Day 3 started with daily reflections. The concept of systems archetypes was introduced to help the students identify some archetypes in the causal loops drawn on day 2. We explained Critical System Heuristics (CSH; Ulrich, 1987), which helped students to critique the boundary that they have created for their system of interest that may leave out some important stakeholders. The teams were then given some time to revisit their rich pictures, CATWOE, and Root Definitions to see if they had neglected anything after learning about CSH.

Once the teams had revisited their rich pictures, CATWOEs, and Root Definitions they were told that going forward, everyone needed to work together to help the client. By this time, the whole class understood each other’s views and the value of achieving “accommodation” of their views to work collaboratively.

Lastly, we created a “Town Hall” environment where students could discuss innovative ways to improve the situation. This space was located in an area away from where the teams had been working. We placed a table at the front of the Town Hall with one of us assigned the role of the mayor to manage the proceedings, and the other helped to facilitate the process. Specific instructions were provided on how the Town Hall process was expected to work. Each of the teams presented some of their innovative ideas that they had recorded on a flipchart, students were encouraged to ask questions and get clarifications on the ideas. Exhibit 6 shows some of the ideas.

TASKS AND EXERCISES:
a - Return everything in the passage on Day 3 from "Lastly, we created" down to "of the ideas.", word for word.
b - In the passage on Day 3, what role was given to the person managing the Town Hall proceedings?
The data after this passage isn't needed.

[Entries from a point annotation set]
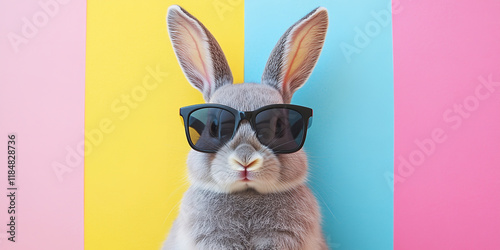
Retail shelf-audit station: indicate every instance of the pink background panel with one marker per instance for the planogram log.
(42, 87)
(447, 124)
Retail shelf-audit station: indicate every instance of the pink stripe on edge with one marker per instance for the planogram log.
(42, 88)
(447, 124)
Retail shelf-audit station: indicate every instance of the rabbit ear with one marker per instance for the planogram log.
(296, 53)
(197, 51)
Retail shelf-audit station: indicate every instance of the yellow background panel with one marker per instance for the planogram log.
(136, 149)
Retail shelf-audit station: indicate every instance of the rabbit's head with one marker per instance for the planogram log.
(243, 162)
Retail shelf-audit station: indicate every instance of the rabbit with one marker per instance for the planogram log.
(276, 209)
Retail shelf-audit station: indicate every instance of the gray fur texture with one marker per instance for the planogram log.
(275, 209)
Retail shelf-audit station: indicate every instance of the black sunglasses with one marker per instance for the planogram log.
(281, 127)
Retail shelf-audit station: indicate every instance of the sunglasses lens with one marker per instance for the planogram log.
(282, 130)
(210, 128)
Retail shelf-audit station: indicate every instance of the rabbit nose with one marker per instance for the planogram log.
(245, 157)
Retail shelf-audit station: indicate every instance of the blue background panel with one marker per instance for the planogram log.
(350, 145)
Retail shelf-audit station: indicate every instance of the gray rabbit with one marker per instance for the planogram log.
(244, 195)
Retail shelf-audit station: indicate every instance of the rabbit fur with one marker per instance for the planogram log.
(276, 209)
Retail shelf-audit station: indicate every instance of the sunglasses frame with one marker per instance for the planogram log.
(239, 116)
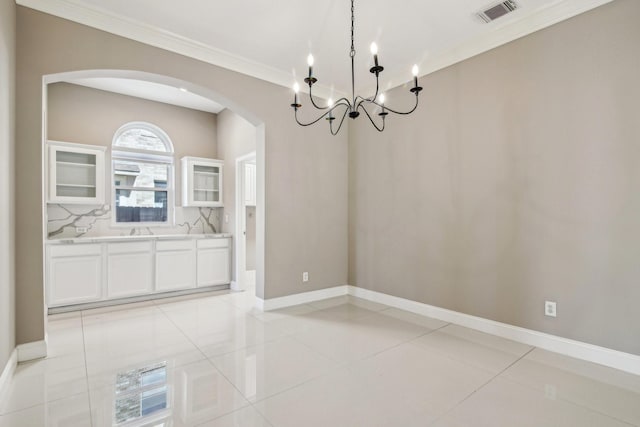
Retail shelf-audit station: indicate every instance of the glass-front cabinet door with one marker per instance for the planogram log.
(201, 182)
(76, 173)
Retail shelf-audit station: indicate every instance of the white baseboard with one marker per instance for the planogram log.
(32, 350)
(7, 372)
(580, 350)
(592, 353)
(302, 298)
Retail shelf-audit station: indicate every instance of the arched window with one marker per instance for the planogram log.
(142, 165)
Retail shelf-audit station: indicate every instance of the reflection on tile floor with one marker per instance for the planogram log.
(215, 360)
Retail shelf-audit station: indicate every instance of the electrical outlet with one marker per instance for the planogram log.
(550, 392)
(550, 308)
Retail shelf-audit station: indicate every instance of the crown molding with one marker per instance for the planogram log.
(502, 34)
(122, 26)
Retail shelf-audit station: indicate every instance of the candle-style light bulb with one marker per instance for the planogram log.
(330, 106)
(296, 89)
(415, 71)
(310, 63)
(374, 52)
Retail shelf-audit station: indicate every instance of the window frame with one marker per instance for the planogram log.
(167, 158)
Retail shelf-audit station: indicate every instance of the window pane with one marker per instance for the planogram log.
(139, 174)
(141, 206)
(141, 139)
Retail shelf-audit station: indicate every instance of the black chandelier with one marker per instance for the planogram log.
(357, 103)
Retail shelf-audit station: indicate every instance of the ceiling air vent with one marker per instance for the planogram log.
(495, 11)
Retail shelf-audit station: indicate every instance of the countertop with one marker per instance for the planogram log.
(146, 237)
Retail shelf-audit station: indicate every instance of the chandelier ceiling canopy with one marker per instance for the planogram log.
(352, 107)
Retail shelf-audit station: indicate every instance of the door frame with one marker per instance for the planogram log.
(240, 246)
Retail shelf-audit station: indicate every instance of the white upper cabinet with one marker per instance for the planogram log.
(76, 173)
(201, 182)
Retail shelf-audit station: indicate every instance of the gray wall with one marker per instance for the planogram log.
(90, 116)
(237, 137)
(7, 191)
(306, 169)
(517, 180)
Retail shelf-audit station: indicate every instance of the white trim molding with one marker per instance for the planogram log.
(301, 298)
(32, 350)
(512, 30)
(580, 350)
(152, 35)
(96, 17)
(7, 372)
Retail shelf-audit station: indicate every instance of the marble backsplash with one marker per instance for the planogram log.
(63, 221)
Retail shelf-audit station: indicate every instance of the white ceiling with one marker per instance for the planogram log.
(151, 91)
(271, 39)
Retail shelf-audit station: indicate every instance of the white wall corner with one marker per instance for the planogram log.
(7, 373)
(592, 353)
(32, 350)
(302, 298)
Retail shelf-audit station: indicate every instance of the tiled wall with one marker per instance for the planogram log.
(63, 221)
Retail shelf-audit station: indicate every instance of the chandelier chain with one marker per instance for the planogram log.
(353, 20)
(352, 107)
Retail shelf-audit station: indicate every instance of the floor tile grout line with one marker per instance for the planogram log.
(86, 368)
(208, 361)
(26, 408)
(485, 384)
(563, 399)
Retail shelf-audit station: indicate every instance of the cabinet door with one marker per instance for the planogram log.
(74, 278)
(129, 269)
(175, 265)
(201, 182)
(213, 266)
(76, 173)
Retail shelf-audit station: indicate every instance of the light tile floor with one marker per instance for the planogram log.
(338, 362)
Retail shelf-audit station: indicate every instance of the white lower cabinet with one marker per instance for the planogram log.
(82, 273)
(75, 274)
(214, 267)
(129, 269)
(175, 265)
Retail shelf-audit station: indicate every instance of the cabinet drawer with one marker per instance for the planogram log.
(213, 243)
(127, 248)
(175, 245)
(75, 249)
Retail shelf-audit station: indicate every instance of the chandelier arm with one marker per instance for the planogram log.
(404, 113)
(319, 118)
(371, 120)
(312, 101)
(344, 115)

ANSWERS TO THE EXERCISE:
a -
Lastly, we created a “Town Hall” environment where students could discuss innovative ways to improve the situation. This space was located in an area away from where the teams had been working. We placed a table at the front of the Town Hall with one of us assigned the role of the mayor to manage the proceedings, and the other helped to facilitate the process. Specific instructions were provided on how the Town Hall process was expected to work. Each of the teams presented some of their innovative ideas that they had recorded on a flipchart, students were encouraged to ask questions and get clarifications on the ideas. Exhibit 6 shows some of the ideas.

b - The role of the mayor.